PROBLEM TO SOLVE:
Include in the output the line containing "Task: point at every instance of the tan shirt, one" and each subsequent line of the records, through the end, transcribed exactly. Add nothing else.

(Source data)
┌──

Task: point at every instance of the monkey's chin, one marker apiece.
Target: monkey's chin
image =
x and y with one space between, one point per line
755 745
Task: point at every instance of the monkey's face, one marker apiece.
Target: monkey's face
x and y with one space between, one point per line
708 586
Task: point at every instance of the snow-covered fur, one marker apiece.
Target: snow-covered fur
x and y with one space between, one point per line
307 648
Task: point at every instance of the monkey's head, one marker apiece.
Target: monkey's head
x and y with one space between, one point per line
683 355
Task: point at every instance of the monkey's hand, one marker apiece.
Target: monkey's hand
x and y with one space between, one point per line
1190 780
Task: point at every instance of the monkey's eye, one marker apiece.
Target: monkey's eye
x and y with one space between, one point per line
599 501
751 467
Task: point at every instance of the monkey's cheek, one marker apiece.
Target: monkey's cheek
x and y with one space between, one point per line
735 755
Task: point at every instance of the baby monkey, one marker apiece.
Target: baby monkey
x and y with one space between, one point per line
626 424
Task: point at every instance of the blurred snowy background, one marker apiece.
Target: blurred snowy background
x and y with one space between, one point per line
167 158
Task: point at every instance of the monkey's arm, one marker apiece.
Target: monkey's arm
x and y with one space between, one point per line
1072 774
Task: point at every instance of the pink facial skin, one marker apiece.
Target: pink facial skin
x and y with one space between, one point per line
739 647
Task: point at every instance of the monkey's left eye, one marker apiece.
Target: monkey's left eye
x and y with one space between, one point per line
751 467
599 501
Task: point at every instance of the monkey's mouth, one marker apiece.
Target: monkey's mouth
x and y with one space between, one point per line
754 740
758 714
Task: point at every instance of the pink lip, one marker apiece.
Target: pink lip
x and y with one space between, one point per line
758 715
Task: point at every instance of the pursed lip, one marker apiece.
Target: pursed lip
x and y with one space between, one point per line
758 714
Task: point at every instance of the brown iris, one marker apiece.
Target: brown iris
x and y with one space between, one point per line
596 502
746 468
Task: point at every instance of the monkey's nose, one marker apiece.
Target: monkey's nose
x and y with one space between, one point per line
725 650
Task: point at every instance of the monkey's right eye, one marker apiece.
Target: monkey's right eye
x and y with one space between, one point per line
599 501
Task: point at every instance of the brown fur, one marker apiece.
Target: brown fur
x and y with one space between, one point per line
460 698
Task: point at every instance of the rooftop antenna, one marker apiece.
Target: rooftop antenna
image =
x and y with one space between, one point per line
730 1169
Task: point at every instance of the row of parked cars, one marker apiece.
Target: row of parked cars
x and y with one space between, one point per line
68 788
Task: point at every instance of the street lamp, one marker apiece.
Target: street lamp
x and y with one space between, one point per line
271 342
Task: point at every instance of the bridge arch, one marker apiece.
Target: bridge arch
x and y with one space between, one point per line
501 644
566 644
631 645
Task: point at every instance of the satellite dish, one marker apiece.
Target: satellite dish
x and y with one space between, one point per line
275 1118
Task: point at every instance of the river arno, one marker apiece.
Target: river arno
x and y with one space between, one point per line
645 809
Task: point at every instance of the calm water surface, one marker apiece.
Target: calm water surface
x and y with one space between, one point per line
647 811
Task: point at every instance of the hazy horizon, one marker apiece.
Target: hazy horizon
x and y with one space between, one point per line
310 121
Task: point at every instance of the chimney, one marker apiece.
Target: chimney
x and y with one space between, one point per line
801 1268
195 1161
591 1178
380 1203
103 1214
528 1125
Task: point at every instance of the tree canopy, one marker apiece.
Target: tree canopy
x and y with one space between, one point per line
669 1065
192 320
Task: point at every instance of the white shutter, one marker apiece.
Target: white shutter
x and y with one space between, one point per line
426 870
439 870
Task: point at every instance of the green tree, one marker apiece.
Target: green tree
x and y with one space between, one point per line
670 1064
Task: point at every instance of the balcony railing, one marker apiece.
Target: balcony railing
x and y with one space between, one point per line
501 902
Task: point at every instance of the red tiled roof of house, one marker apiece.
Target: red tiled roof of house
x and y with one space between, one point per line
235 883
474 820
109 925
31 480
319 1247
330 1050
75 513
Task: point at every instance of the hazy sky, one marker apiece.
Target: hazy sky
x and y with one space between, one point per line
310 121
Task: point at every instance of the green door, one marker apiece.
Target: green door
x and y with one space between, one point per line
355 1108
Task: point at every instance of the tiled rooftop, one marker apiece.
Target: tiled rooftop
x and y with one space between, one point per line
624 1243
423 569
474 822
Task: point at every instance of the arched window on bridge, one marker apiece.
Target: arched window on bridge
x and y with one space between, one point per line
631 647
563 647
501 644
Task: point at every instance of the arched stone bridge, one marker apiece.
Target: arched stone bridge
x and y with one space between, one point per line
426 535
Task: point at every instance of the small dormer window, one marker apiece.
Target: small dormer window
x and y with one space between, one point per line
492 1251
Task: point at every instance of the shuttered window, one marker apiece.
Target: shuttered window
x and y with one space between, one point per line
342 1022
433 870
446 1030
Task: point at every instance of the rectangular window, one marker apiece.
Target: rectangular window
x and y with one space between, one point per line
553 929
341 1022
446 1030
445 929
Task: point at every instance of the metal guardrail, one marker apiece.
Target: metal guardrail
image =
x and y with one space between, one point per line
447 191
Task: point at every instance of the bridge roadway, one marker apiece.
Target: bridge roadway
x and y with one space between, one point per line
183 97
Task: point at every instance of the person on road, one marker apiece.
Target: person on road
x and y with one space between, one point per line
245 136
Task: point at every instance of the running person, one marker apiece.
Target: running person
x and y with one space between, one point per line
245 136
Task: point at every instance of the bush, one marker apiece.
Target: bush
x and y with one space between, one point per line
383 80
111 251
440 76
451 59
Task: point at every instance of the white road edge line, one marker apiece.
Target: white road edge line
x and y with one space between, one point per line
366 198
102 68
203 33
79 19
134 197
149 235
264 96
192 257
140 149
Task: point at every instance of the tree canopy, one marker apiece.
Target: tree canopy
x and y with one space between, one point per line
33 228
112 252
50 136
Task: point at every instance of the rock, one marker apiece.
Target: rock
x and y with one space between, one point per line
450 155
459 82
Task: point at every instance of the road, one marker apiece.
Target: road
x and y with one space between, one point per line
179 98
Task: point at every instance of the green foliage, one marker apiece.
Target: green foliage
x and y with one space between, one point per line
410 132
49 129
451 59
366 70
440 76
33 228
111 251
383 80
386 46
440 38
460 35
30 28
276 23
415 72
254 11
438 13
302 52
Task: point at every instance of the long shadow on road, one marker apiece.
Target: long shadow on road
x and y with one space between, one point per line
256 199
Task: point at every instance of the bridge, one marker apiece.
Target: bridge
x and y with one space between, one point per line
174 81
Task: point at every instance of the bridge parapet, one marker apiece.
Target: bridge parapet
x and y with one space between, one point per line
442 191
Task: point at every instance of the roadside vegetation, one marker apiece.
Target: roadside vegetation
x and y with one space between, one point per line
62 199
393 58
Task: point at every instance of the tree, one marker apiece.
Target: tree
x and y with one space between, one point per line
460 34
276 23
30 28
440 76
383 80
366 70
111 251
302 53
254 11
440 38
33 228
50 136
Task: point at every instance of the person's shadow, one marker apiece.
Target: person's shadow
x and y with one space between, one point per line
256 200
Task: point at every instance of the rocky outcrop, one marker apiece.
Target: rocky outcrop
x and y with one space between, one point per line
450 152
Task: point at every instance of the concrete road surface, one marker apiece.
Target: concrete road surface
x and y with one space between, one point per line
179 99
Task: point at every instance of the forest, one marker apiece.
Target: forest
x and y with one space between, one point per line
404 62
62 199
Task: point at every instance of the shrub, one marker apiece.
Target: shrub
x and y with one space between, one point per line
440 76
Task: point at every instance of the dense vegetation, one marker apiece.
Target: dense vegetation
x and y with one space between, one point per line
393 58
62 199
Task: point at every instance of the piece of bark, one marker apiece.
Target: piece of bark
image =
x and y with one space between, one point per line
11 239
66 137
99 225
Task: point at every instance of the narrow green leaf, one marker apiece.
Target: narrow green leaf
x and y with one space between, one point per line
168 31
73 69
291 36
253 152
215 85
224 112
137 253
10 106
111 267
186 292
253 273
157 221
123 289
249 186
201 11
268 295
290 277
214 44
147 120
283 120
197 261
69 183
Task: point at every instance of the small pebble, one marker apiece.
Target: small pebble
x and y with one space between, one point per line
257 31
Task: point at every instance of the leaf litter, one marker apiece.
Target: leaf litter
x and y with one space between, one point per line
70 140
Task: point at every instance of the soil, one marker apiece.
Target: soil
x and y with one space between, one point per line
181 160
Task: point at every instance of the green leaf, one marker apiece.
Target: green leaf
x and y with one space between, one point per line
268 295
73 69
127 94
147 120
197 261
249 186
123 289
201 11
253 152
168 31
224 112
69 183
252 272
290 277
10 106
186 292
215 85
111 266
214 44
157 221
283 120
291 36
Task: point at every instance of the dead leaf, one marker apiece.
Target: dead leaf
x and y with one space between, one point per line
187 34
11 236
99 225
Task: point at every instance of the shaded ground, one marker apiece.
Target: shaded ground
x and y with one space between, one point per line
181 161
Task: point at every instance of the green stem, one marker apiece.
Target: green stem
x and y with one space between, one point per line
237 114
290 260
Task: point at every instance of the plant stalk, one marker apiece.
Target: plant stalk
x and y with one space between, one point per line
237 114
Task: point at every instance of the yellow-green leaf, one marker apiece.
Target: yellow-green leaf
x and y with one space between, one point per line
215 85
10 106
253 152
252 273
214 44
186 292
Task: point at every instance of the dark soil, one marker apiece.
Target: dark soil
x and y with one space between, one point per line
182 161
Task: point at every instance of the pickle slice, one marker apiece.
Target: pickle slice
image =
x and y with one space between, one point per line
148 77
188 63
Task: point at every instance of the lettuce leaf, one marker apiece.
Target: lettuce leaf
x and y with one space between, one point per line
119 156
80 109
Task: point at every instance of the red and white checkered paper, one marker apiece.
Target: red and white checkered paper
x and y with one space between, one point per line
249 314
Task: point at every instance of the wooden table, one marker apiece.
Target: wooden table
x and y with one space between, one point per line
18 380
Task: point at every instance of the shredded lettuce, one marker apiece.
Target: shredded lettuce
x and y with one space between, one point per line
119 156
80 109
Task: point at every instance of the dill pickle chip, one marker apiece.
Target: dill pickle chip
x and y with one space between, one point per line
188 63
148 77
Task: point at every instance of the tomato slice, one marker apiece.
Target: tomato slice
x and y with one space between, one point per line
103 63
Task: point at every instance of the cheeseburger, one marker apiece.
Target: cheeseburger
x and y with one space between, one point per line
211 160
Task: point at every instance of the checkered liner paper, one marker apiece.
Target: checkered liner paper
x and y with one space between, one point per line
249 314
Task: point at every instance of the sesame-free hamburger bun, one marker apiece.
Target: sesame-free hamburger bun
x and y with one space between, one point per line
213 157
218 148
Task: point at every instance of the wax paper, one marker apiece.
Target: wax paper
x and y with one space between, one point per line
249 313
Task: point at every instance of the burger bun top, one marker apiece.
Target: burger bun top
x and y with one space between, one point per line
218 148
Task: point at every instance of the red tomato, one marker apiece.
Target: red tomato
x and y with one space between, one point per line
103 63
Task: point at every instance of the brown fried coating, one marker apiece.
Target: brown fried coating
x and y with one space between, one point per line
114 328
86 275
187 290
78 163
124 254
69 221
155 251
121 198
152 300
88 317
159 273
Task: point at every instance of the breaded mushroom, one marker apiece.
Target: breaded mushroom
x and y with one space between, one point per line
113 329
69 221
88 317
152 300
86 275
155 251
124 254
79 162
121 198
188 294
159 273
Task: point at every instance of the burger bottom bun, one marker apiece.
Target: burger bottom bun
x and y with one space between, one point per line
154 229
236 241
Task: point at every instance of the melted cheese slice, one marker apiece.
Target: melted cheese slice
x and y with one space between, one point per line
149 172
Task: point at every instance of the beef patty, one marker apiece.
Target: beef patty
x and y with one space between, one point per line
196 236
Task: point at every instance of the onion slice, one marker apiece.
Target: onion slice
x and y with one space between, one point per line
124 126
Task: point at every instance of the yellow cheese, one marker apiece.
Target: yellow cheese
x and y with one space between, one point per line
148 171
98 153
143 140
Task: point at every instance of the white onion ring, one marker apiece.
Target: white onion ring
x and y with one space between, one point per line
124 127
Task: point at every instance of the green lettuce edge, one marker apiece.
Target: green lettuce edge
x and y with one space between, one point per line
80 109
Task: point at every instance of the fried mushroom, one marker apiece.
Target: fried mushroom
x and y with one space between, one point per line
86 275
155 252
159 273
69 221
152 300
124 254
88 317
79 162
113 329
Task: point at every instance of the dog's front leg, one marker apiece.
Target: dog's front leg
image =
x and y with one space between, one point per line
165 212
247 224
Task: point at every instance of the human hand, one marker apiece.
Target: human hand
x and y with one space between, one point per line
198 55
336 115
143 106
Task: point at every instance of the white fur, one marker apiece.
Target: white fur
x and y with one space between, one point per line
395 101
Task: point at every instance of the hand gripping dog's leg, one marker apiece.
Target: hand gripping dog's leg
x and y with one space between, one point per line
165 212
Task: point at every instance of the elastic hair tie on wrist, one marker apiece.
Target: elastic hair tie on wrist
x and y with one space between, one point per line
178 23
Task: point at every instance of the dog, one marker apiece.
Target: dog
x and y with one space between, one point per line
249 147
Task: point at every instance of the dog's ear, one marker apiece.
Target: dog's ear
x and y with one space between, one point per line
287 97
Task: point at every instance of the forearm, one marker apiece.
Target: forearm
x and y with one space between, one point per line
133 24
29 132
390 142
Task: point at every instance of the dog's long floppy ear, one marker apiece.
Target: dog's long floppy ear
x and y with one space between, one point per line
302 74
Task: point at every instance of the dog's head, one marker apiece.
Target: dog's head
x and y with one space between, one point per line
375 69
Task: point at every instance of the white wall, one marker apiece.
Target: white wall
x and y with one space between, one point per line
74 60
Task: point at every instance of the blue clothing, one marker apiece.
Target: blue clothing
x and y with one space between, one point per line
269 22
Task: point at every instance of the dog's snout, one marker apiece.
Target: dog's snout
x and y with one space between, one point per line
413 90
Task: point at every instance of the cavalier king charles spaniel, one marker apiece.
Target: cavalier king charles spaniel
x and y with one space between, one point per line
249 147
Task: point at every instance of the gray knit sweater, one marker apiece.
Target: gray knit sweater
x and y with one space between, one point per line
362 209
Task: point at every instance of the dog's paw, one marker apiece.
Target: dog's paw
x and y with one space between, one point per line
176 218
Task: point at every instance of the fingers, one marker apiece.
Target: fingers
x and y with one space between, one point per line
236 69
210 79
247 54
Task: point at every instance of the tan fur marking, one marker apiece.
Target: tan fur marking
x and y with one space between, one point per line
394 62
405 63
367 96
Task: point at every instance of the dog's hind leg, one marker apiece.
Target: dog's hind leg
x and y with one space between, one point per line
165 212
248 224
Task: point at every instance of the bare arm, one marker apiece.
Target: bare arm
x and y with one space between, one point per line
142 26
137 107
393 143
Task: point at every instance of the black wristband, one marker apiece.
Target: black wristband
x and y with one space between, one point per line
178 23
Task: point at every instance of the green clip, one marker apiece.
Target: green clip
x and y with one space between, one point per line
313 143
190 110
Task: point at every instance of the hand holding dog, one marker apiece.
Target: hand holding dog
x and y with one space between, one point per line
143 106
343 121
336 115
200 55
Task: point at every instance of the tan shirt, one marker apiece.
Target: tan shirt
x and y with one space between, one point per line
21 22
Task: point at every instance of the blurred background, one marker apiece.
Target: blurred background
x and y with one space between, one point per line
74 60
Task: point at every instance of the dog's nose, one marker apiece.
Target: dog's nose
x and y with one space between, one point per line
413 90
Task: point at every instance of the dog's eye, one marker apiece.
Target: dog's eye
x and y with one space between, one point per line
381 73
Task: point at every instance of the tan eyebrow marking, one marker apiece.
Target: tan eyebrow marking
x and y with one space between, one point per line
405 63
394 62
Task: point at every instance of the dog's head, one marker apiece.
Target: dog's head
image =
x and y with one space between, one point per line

└──

FINISHED TASK:
Task: point at every instance of the tan shirt, one marker apiece.
Target: tan shirt
x and y with one space between, one point per line
21 22
Task: point at every instance of the blurred background, one marker apiece.
Target: blurred background
x and y with one space between, one point per line
74 60
Task: point at every instance of the dog's nose, one marker apiece.
Target: dog's nose
x and y with one space between, one point per line
413 90
Task: point at every instance of the dog's eye, one marker apiece.
Target: dog's eye
x and y with one space between, one point per line
381 73
Task: point at every instance of the tan eyebrow marking, one marker apiece.
Target: tan eyebrow marking
x and y with one space between, one point per line
405 63
394 62
Task: point at every instance of the dog's head, one marker apiece.
Target: dog's head
image =
x and y with one space between, one point per line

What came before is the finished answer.